[Region pointing data]
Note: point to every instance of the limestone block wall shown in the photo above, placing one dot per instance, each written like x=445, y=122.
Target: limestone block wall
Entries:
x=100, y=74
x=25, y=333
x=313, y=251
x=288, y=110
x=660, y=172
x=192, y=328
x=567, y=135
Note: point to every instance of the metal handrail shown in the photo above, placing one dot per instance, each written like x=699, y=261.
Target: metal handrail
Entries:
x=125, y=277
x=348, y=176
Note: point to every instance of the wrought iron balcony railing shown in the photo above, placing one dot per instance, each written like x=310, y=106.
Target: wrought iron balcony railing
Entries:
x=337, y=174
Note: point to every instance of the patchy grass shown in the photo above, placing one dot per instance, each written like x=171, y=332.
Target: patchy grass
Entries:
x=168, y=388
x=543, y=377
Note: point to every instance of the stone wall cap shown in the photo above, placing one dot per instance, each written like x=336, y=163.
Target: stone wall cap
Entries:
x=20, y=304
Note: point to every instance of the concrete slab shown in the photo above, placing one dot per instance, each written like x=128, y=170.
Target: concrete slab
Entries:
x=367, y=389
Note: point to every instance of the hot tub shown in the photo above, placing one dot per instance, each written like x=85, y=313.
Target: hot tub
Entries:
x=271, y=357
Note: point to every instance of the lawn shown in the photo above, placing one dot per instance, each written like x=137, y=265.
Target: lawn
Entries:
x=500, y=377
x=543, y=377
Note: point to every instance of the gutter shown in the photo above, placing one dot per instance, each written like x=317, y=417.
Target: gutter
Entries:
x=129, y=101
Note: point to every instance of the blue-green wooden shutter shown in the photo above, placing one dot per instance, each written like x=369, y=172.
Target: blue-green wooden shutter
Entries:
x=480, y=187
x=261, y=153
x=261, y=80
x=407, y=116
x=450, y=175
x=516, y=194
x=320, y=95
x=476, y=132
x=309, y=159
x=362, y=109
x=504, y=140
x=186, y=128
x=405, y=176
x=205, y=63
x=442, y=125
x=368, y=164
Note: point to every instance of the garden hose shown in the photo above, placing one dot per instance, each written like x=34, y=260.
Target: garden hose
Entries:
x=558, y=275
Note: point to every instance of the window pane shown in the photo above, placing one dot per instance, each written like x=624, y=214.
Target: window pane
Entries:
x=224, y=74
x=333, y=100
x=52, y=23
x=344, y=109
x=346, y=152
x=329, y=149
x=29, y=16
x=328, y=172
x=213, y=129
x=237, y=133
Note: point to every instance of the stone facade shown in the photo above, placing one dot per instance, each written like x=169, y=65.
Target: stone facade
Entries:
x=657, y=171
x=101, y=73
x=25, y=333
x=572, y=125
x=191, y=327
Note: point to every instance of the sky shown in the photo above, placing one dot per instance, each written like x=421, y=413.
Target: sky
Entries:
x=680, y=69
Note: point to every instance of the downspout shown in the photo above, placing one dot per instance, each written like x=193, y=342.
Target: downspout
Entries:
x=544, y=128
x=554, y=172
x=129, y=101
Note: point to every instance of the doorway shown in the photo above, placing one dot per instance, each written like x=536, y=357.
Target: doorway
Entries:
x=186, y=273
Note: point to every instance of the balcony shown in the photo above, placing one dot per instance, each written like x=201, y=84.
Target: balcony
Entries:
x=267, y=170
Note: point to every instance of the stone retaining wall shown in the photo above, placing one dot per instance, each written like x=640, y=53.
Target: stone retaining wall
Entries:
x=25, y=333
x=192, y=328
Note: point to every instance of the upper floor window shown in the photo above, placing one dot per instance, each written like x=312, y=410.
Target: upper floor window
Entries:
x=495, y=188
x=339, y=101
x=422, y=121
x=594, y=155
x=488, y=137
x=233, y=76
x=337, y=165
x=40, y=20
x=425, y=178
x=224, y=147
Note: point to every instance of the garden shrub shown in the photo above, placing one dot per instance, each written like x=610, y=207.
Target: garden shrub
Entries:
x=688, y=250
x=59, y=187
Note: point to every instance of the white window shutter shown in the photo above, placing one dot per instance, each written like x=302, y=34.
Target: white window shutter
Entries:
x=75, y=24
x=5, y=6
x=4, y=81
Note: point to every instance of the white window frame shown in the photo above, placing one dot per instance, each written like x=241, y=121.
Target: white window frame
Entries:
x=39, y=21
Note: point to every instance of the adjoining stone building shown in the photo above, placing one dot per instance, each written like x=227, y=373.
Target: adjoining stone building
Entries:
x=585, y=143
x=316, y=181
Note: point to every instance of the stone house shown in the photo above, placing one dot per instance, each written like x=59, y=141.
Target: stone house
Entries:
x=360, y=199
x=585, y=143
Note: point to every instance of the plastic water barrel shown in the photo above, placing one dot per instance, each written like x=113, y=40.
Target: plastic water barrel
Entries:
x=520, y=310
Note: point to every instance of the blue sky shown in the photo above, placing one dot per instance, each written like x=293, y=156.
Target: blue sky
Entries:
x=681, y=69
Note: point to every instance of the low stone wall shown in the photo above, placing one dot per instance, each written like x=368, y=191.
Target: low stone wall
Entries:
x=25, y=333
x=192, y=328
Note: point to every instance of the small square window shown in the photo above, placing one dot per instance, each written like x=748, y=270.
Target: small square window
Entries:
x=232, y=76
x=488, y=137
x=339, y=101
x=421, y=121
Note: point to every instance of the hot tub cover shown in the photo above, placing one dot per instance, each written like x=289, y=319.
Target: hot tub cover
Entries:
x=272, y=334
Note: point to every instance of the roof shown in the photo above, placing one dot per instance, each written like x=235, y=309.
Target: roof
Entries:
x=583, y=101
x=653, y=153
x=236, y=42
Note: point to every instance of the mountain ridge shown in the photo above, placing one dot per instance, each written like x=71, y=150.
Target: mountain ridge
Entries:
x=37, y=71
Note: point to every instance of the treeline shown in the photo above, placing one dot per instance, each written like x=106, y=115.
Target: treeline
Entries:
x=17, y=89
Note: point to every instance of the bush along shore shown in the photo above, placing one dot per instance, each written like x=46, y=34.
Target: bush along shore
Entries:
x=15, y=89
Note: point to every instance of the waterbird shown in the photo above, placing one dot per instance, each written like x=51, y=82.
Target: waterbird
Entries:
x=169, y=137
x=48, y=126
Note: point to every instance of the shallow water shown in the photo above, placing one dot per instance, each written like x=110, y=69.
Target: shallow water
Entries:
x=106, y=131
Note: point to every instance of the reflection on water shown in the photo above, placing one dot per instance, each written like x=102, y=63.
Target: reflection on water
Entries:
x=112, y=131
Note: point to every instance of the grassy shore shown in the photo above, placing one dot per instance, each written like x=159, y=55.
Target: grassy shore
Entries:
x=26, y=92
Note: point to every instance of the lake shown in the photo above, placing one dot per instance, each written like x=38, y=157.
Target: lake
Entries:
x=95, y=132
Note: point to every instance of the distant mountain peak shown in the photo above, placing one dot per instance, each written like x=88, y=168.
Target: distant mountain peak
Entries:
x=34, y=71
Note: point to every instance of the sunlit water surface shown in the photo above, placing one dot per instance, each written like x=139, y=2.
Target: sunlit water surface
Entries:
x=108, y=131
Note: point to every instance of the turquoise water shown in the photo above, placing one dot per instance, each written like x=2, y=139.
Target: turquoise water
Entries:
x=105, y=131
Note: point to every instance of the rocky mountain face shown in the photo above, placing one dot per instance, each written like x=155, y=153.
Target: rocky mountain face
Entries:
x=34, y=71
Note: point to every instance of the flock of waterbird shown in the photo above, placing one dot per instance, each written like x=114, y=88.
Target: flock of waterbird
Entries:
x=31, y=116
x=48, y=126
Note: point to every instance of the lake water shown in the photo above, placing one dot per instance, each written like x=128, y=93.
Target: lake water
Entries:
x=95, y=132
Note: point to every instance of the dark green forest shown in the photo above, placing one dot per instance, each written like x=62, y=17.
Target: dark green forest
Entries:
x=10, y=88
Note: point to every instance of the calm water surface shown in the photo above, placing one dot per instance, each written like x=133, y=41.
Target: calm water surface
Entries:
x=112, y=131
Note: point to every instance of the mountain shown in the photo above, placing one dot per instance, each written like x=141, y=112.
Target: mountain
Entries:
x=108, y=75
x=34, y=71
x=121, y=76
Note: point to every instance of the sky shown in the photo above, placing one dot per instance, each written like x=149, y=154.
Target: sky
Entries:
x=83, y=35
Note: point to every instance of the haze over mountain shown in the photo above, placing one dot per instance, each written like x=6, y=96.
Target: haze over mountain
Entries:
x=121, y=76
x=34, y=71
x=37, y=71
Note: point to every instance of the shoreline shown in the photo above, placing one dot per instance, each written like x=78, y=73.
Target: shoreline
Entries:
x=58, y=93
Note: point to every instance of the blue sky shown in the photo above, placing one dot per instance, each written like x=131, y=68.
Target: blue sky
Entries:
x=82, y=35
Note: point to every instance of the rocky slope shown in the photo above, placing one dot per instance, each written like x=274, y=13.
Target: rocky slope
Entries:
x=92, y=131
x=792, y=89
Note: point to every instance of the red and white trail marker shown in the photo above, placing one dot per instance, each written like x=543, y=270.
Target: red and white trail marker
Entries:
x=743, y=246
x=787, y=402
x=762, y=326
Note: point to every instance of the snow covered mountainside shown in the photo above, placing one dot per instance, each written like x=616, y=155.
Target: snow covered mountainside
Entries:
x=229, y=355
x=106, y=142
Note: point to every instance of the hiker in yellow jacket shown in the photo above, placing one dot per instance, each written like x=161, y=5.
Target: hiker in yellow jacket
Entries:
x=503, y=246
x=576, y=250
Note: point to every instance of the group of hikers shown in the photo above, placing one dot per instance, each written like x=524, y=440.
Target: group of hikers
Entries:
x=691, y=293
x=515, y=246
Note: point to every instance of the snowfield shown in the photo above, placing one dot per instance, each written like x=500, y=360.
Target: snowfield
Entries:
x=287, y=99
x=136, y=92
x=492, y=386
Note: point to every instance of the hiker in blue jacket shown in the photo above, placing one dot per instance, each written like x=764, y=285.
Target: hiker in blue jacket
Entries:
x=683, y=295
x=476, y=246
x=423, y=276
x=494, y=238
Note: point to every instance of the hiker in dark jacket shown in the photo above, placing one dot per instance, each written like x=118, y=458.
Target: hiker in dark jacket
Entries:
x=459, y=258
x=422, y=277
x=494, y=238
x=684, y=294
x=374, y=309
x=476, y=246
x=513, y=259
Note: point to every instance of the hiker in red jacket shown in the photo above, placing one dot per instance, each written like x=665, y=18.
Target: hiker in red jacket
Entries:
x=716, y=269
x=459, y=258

Required work
All that is wanted is the stretch of lines above from the one containing "Note: point to every instance of the grassy" through the one containing "Note: point to every instance of the lake shown", duplicated exactly.

Result for this exercise
Note: point to every instance of the grassy shore shown in the photo above, placing one dot per instance, each written like x=159, y=55.
Target: grassy shore
Entries:
x=26, y=92
Note: point to every instance of the lake shown in the photo above, placing one dot per instance, each written like x=38, y=157.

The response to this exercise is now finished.